>> BEGIN Data
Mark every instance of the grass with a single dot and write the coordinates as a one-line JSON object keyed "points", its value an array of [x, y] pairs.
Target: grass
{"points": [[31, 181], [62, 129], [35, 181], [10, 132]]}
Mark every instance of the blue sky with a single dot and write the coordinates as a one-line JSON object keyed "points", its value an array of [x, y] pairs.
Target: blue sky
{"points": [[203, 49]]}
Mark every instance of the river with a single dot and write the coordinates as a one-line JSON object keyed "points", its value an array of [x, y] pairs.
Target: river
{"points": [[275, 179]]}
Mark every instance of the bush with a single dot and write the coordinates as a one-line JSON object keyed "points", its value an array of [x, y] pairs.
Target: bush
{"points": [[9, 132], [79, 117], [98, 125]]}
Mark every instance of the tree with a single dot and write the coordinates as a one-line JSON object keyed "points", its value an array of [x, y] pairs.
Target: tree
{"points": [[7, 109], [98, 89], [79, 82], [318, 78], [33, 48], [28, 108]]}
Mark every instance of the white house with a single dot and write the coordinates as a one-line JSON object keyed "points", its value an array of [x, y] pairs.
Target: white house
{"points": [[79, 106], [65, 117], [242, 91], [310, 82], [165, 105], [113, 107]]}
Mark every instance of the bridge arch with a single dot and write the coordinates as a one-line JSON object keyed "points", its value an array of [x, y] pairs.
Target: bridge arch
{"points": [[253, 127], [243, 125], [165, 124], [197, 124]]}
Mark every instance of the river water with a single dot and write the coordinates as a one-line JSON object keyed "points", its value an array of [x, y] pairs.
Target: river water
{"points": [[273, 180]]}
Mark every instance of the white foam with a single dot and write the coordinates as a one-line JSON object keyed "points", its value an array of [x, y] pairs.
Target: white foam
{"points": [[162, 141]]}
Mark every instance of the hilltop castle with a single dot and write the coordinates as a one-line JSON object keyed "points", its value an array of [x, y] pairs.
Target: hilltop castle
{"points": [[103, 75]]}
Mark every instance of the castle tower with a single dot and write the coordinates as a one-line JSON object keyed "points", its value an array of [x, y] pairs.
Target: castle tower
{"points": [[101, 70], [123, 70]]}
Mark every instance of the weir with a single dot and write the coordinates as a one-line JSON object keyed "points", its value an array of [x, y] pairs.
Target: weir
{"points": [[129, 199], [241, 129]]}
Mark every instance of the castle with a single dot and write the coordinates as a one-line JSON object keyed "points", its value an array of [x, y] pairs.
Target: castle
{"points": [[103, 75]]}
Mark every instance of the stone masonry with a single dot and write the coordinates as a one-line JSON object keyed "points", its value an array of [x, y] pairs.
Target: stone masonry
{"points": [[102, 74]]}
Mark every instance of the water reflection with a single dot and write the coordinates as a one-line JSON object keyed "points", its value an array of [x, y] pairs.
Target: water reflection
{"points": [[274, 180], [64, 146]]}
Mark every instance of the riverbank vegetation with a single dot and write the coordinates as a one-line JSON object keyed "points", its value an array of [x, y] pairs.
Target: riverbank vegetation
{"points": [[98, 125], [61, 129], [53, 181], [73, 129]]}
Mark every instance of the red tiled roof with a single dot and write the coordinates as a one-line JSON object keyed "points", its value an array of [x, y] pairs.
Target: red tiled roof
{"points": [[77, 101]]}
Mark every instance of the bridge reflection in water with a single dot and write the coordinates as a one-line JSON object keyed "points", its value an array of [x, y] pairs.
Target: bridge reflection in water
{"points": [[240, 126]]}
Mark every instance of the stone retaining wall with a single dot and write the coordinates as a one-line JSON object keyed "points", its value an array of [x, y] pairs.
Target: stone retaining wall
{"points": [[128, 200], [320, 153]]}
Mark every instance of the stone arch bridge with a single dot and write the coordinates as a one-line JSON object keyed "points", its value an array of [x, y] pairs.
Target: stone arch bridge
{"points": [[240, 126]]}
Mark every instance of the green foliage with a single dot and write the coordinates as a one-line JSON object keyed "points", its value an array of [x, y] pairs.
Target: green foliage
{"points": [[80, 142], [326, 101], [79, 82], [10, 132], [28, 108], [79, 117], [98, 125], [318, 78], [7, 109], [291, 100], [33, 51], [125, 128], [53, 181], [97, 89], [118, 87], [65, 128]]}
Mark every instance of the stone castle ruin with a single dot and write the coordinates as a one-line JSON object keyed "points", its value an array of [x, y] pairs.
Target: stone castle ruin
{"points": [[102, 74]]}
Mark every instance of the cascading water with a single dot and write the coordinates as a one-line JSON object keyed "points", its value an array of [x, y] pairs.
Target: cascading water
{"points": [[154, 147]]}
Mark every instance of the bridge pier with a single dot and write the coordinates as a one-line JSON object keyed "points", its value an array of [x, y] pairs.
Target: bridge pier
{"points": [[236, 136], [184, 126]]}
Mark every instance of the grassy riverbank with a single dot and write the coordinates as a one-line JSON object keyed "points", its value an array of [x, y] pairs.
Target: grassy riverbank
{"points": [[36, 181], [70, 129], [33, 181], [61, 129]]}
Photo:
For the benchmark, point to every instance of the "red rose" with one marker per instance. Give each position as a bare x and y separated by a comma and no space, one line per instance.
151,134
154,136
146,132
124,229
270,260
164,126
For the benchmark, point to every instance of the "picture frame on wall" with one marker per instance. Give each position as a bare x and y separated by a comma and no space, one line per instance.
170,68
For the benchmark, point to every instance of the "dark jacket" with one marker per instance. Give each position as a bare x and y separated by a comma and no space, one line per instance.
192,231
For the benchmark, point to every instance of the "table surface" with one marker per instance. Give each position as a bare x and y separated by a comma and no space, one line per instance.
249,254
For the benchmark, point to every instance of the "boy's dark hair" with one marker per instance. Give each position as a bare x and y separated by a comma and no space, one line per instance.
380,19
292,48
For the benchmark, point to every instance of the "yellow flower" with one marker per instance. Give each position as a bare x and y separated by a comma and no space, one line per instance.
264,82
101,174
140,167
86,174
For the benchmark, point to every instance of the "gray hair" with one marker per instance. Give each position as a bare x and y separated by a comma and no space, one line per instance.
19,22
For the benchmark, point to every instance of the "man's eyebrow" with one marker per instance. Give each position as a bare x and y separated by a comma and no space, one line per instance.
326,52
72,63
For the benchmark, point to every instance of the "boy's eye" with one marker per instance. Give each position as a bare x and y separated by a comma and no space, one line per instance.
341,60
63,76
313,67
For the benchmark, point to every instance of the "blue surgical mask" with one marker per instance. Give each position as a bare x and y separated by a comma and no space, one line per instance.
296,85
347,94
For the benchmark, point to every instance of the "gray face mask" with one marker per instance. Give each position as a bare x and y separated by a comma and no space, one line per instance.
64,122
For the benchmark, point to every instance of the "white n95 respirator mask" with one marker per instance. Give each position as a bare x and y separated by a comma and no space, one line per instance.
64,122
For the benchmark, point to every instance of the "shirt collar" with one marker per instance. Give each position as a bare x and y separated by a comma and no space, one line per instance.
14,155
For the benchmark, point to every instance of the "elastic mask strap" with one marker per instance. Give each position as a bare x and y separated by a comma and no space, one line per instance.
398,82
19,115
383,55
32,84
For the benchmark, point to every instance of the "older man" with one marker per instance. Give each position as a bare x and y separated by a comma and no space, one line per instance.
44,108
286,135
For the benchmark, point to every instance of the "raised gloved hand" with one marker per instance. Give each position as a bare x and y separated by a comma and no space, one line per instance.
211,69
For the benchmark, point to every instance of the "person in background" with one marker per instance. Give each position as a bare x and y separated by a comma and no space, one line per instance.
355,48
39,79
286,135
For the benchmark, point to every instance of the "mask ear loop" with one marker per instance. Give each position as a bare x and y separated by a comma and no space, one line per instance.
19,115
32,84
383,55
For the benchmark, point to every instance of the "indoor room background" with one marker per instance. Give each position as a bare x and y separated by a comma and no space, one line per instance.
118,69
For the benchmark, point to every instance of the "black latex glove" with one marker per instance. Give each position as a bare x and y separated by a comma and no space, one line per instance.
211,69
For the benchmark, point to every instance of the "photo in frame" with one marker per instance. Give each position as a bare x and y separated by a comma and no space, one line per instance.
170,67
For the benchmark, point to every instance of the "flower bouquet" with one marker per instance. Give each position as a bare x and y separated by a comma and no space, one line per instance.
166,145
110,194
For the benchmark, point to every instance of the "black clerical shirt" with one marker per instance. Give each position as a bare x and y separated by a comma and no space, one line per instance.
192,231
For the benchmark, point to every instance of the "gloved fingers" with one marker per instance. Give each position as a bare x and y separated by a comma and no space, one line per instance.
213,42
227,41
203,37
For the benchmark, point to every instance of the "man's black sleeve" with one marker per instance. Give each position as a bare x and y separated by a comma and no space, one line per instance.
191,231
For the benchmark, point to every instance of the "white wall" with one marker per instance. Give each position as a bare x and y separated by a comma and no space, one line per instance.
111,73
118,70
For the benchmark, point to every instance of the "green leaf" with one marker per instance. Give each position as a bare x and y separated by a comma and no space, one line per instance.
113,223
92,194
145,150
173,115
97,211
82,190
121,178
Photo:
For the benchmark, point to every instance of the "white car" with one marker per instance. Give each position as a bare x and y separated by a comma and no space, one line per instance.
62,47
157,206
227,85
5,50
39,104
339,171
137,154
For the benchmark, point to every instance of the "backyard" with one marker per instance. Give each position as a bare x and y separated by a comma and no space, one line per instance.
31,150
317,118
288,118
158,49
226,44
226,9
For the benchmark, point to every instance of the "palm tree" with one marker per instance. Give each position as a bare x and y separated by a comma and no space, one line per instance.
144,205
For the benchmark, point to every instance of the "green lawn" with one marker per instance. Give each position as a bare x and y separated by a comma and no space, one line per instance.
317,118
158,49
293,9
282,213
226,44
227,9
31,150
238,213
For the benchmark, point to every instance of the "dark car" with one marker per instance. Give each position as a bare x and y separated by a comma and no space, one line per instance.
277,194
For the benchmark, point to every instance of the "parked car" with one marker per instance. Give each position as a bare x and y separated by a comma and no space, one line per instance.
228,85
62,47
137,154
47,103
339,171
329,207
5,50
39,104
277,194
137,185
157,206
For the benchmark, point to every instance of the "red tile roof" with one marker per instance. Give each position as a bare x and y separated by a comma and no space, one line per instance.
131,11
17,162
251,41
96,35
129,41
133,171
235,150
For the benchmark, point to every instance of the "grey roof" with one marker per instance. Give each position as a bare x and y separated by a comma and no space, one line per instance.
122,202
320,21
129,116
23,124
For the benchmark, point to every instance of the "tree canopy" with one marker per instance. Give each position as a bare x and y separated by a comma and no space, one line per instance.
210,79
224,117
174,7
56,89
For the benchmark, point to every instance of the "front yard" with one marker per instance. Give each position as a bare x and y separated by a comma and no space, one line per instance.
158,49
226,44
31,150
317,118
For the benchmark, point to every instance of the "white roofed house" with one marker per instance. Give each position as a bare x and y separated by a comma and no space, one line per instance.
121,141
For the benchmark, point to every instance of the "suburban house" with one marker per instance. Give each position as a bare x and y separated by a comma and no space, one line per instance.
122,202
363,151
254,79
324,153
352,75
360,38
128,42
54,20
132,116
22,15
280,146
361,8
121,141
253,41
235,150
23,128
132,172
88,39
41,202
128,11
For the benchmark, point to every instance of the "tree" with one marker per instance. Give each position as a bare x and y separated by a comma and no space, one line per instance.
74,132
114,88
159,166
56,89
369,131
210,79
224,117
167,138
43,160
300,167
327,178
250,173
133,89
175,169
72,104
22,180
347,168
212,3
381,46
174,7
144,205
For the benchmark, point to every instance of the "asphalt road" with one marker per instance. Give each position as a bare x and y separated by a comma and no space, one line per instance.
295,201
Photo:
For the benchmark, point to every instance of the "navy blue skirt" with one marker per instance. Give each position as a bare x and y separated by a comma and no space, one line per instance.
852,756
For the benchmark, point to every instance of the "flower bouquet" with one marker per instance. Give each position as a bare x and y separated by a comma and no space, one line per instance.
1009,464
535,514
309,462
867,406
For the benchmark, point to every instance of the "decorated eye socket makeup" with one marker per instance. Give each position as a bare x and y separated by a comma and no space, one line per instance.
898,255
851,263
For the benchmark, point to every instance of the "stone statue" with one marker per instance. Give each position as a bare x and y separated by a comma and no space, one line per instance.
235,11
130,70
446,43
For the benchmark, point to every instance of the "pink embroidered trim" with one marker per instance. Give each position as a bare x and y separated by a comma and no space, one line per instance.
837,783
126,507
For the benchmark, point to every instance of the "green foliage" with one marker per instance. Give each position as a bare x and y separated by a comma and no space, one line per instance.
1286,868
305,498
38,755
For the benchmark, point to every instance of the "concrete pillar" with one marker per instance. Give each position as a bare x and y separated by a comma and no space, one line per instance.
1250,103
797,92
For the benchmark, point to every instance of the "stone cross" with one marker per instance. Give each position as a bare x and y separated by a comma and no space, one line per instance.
>> END Data
**Short exercise**
List every line in the records that contains the word "tiled", treating uppercase and lowercase as different.

**Result**
Mark every instance of the red tiled roof with a single dot and write the coordinates as a one-line JSON object keyed "points", its value an array of [x, y] pairs.
Target: red tiled roof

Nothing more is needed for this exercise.